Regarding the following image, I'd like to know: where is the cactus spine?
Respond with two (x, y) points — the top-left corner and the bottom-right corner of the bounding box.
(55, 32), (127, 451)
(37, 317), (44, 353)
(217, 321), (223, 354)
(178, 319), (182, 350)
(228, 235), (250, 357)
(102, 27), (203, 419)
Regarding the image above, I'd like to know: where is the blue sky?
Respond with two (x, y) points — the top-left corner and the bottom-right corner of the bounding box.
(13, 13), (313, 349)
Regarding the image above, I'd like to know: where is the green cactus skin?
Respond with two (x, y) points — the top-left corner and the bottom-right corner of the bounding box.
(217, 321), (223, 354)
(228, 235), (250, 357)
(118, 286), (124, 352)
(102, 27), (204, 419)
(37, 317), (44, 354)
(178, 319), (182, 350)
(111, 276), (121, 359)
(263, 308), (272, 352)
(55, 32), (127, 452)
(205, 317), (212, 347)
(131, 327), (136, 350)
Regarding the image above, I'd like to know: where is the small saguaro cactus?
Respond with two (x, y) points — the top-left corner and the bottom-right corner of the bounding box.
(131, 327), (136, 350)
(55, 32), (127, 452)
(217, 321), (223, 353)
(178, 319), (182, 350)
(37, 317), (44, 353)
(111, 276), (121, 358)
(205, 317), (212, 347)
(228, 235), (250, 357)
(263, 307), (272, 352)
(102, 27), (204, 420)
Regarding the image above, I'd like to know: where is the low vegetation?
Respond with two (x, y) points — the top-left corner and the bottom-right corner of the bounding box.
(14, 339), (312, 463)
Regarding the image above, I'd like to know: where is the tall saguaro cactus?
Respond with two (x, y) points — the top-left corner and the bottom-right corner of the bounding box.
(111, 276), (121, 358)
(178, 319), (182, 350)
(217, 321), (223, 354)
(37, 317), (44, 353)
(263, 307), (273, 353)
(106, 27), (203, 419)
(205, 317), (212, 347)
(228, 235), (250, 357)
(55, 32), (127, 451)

## TASK REQUIREMENTS
Extract the wording of every item above and reproduce it verbatim, in the same order.

## COMPLETED TASK
Regarding the following image, I'd like to know: where is the cactus spine?
Respond with two (x, y) points — the top-left corner and the bottom-right corner of the bounding box.
(55, 32), (127, 451)
(37, 317), (44, 353)
(217, 321), (223, 354)
(178, 319), (182, 350)
(228, 235), (250, 357)
(102, 27), (203, 419)
Regarding the image above, I'd like to know: where is the blue sky?
Respond with two (x, y) points — the top-left corner and the bottom-right corner of the bounding box.
(13, 13), (313, 349)
Regarding the image above, I'd like to know: where is the green cactus skin?
Respond with two (x, y) points — the top-left corner and the bottom-right corner of the bounding box.
(217, 321), (223, 354)
(228, 235), (250, 357)
(118, 286), (124, 352)
(102, 27), (204, 419)
(37, 317), (44, 354)
(178, 319), (182, 350)
(111, 276), (121, 359)
(263, 308), (272, 352)
(55, 32), (127, 452)
(205, 317), (212, 347)
(131, 327), (136, 350)
Regarding the image above, I'd like to know: where is the small saguaro cactus?
Respond with two (x, y) points — the top-left corner and the bottom-right corner of the bounding box.
(131, 327), (136, 350)
(55, 32), (127, 452)
(217, 321), (223, 353)
(178, 319), (182, 350)
(37, 317), (44, 353)
(111, 276), (121, 358)
(205, 317), (212, 347)
(228, 235), (250, 357)
(263, 307), (272, 352)
(102, 27), (204, 420)
Regarding the image above, I'd like to know: where is the low vegetation?
Respond with two (x, y) points — the top-left corner and the bottom-right corner of the bounding box.
(14, 339), (312, 463)
Regarding the image above, I'd like to know: where is the tall saguaro cactus?
Respond with two (x, y) points — the top-left corner and the bottom-right corner of the bounding box.
(111, 276), (121, 358)
(178, 319), (182, 350)
(217, 321), (223, 354)
(37, 317), (44, 353)
(263, 307), (273, 353)
(106, 27), (203, 419)
(205, 317), (212, 347)
(228, 235), (250, 357)
(55, 32), (127, 451)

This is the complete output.